TEXT TO READ start

When a guy has his tools in a 5 gal bucket it just comes off as unprofessional, and as for an apron around the bucket with pockets, it's just as unprofessional. Most of those pockets don't secure the tools and stuff falls out all too easy. I have seen guys dump them trying to set them in a lift between the railings, swinging them while going up stairs, seen them dump off a scaffold and impale the helper on the bottom tying material to a rope. They don't fit in most gang boxes like a canvas bag or even a Veto. They take up way to much room, look down on the top of one fully loaded and see what I mean. They slide around the back of a truck/van if not secured and dump while driving. I started out this career with my tools in a Klein canvas bag and went on to an aerial bucket with multiple pockets and then on to a Veto thanks to my wife.


----------



## varmit (Apr 19, 2009)

There is no perfect answer for what way to tote your tools around. There are way too many variables and opinions. 

I have been doing electric work for over 40 years and I have almost always carried the tools that I needed for the day in a 5 gallon bucket and I don't consider myself a hack or handyman. My other tools, on the job, are locked in my tool box (or tool boxes depending on the job). I have carried a "tool" bucket before the days of plastic buckets- they were all metal years ago, and there were no "Bucket Boss" type liners. A person was not going to slip up on anyone with their tools banging around in a metal bucket. I prefer to wear a tool pouch with the tools that I am using at the moment- but not containing everything that I own. A bucket is also a handy thing to lay EMT across to cut.

TEXT TO READ end

REQUEST: Carry on the forum thread about hauling electrical tools in a 5-gallon bucket, picking up after its last sentence.

SOURCE MATERIAL start

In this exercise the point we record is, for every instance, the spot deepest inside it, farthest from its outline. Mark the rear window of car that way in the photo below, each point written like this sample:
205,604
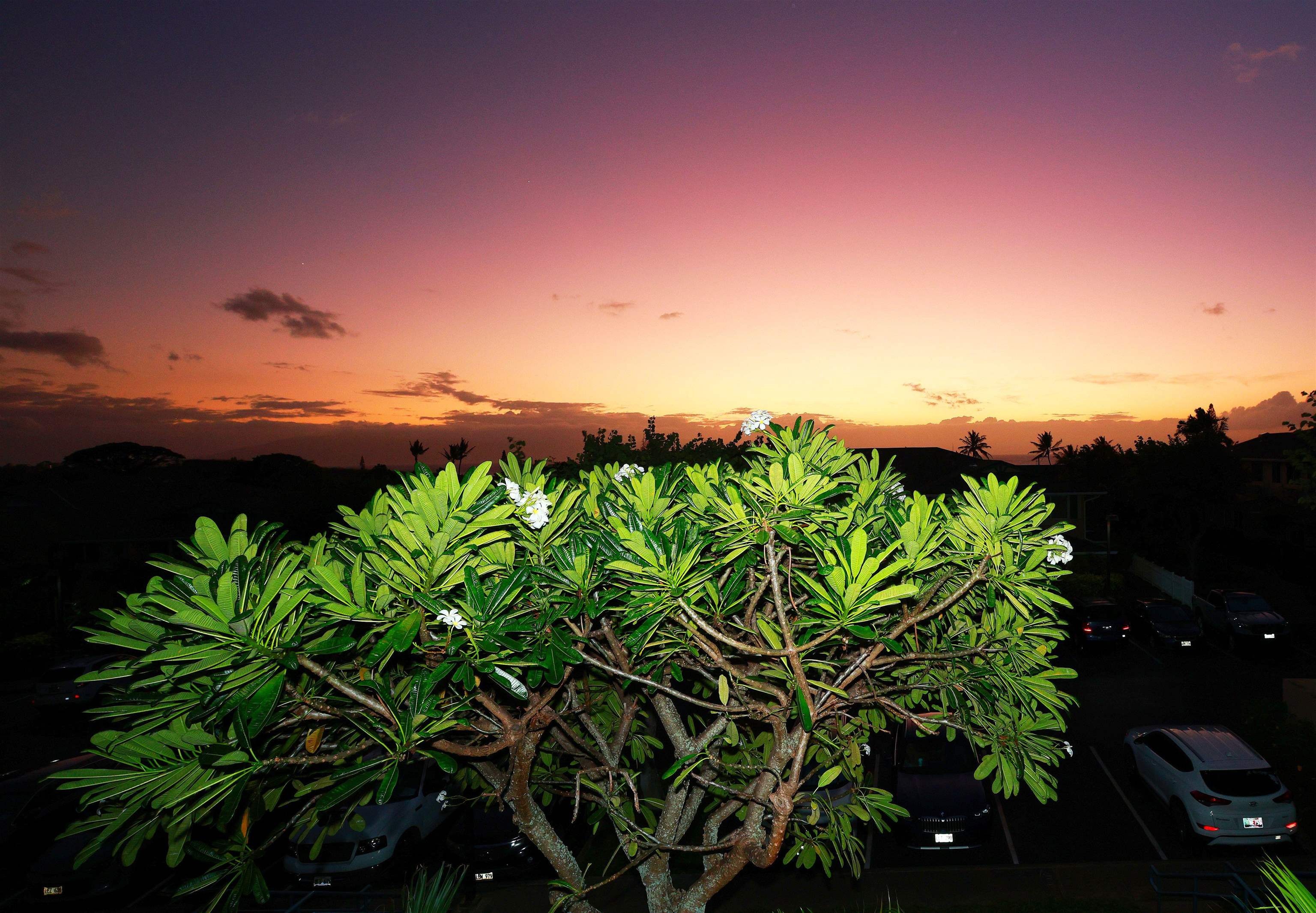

SOURCE MATERIAL end

RESULT OF THE TASK:
I have worked on a couple of larger jobs in the past, where thievery was so bad, that you could not lay anything down, even long enough to move a ladder, or it would be gone. At these type jobs, you keep whatever you are using on your body, and the rest of your tools locked in a toolbox and chained inside of the gang box and you hope that there are no thieves around after hours. An open top bag would be a tool buffet for the thieves.


----------



## Lone Crapshooter (Nov 8, 2008)

I do like tool buckets but I do not like bucket organizers. 
I will take a bucket and put a wood lid on it with a X frame or a smaller disc to keep the lid in place. Then I will glue some catpet on the top to use for a seat. 
Then inside I will use 3/4 STAMPED rigid straps to fasten a piece of 3/4 PVC pipe to carry Hacksaw blades. also I put a piece of 1 1/4 PVC pipe to carry my most used combo wrenches 3/8-7/16 , 1/2-9/16 , 5/8-3/4. I also use STAMPED straps for the 1 1/4. 
On the same axis as the handle on one side there is a U bolt so I can lock it with a 1/4 " choker to my gang box on the opposite I have made a hacksaw carrier. I did that by cutting a block of wood the shape of the space between the blade and the frame and I mounted it on a piece of 3/8 plywood. The hacksaw is held in place by 1 fixed and 1 swivel keeper.
I drop my regular tool pouch with my 90 % to 100 % tools that stay in it at all times and the 60 % to 89 % tools live in the bottom and are changed out on a as need basis.


----------



## 76nemo (Aug 13, 2008)

Depending on what exactly I'm doing, I'll wear a Carhartt "gaypron" as Eric would call it. A pouch slung over my shoulder and all else thrown in a bucket. If it's chit I'll grab often, I'll organize them in the pockets of the bucket. 

It ain't no fashion show.........


........or else I'd be doomed:laughing:


----------



## MechanicalDVR (Dec 29, 2007)

76nemo said:


> Depending on what exactly I'm doing, I'll wear a Carhartt "gaypron" as Eric would call it. A pouch slung over my shoulder and all else thrown in a bucket. If it's chit I'll grab often, I'll organize them in the pockets of the bucket.
> 
> It ain't no fashion show.........
> 
> ...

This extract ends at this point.